━━ Reading text
In [None]:
%%capture
! pip install twscrape
! pip install pandas

## Authentication

In [None]:
import subprocess

credentials = './fajarshiddiqqq_credentials.txt' # NOTE: Change this to the path of your credentials file
process = subprocess.Popen(['twscrape', 'add_accounts', credentials, 'username:password:email:email_password:_:_'], stdout=subprocess.PIPE, stderr=subprocess.PIPE)
stdout, stderr = process.communicate()

if stderr:
    print(stderr.decode('utf-8'))
else:
    print(stdout.decode('utf-8'))

In [None]:
import subprocess

process = subprocess.Popen(['twscrape', 'login_accounts'], stdout=subprocess.PIPE, stderr=subprocess.PIPE)
stdout, stderr = process.communicate()
if stderr:
    print(stderr.decode('utf-8'))
else:
    print(stdout.decode('utf-8'))

## Scraping Methods

In [11]:
import subprocess
import json

def get_nested_value(data_dict, nested_key):
    keys = nested_key.split(".")
    for key in keys:
        if isinstance(data_dict, dict):
            data_dict = data_dict.get(key)
        else:
            return None
    return data_dict

def tweet_details(tweet_id: str):
    """
    Available fields:
    id, id_str, url, date, user.id, user.id_str, user.url, user.username, user.displayname, user.rawDescription, user.created, user.followersCount, user.friendsCount, user.statusesCount, user.favouritesCount, user.listedCount, user.mediaCount, user.location, user.profileImageUrl, user.profileBannerUrl, user.protected, user.verified, user.blue, user.blueType, user.descriptionLinks, user._type, lang, rawContent, replyCount, retweetCount, likeCount, quoteCount, conversationId, conversationIdStr, hashtags, cashtags, mentionedUsers, links, viewCount, retweetedTweet, quotedTweet, place, coordinates, inReplyToTweetId, inReplyToTweetIdStr, inReplyToUser, source, sourceUrl, sourceLabel, media.photos, media.videos, media.animated, _type
    """
    process = subprocess.Popen(
        ["twscrape", "tweet_details", tweet_id],
        stdout=subprocess.PIPE,
        stderr=subprocess.PIPE,
        text=True
    )
    stdout, stderr = process.communicate()
    if stderr:
        return {"status": False, "meta": stderr, "data": None}
    else:
        tweet_data = stdout.strip().split("\n")
        tweet_json = json.loads(tweet_data[0])
        selected_fields = {
            "tweet_id": tweet_json.get("id_str"),
            "date": tweet_json.get("date"),
            "username": get_nested_value(tweet_json, "user.username"),
            "rawContent": tweet_json.get("rawContent")
━━━━
━━ Stored data
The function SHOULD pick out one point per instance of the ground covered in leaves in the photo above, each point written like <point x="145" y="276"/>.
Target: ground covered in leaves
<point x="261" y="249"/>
━━━━
*Exercise details*
Can you carry on the twscrape notebook code from the point where it stops?

*Exercise response*
        }
        return {"status": True, "meta": "success", "data": selected_fields}

def tweet_replies(tweet_id: str, limit=5):
    """
    Available fields:
    id, id_str, url, date, user.id, user.id_str, user.url, user.username, user.displayname, user.rawDescription, user.created, user.followersCount, user.friendsCount, user.statusesCount, user.favouritesCount, user.listedCount, user.mediaCount, user.location, user.profileImageUrl, user.profileBannerUrl, user.protected, user.verified, user.blue, user.blueType, user.descriptionLinks, user._type, lang, rawContent, replyCount, retweetCount, likeCount, quoteCount, conversationId, conversationIdStr, hashtags, cashtags, mentionedUsers, links, viewCount, retweetedTweet, quotedTweet, place, coordinates, inReplyToTweetId, inReplyToTweetIdStr, inReplyToUser.id, inReplyToUser.id_str, inReplyToUser.username, inReplyToUser.displayname, inReplyToUser._type, source, sourceUrl, sourceLabel, media.photos, media.videos, media.animated, _type
    """
    limit = max(limit, 2)
    process = subprocess.Popen(
        ["twscrape", "tweet_replies", tweet_id, f"--limit={limit}"],
        stdout=subprocess.PIPE,
        stderr=subprocess.PIPE,
        text=True
    )
    stdout, stderr = process.communicate()
    if stderr:
        return {"status": False, "meta": stderr, "data": None}
    else:
        tweet_comments = stdout.strip().split("\n")
        tweet_comments_json = [
            {
                "comment_id": comment.get("id_str"),
                "date": comment.get("date"),
                "rawContent": comment.get("rawContent"),
                "tweet_id": comment.get("inReplyToTweetIdStr"),
            } for comment in (json.loads(c) for c in tweet_comments)
        ]
        return {"status": True, "meta": "success", "data": tweet_comments_json}

## Usage

In [None]:
import pandas as pd
from datetime import datetime

timenow = datetime.now().strftime("%Y%m%d%H%M%S")
id_to_scrape = ["1772965377338741248"]

replies_df = pd.DataFrame()
tweet_df = pd.DataFrame()

for tweet_id in id_to_scrape:
    replies = tweet_replies(tweet_id, 5)
    tweet = tweet_details(tweet_id)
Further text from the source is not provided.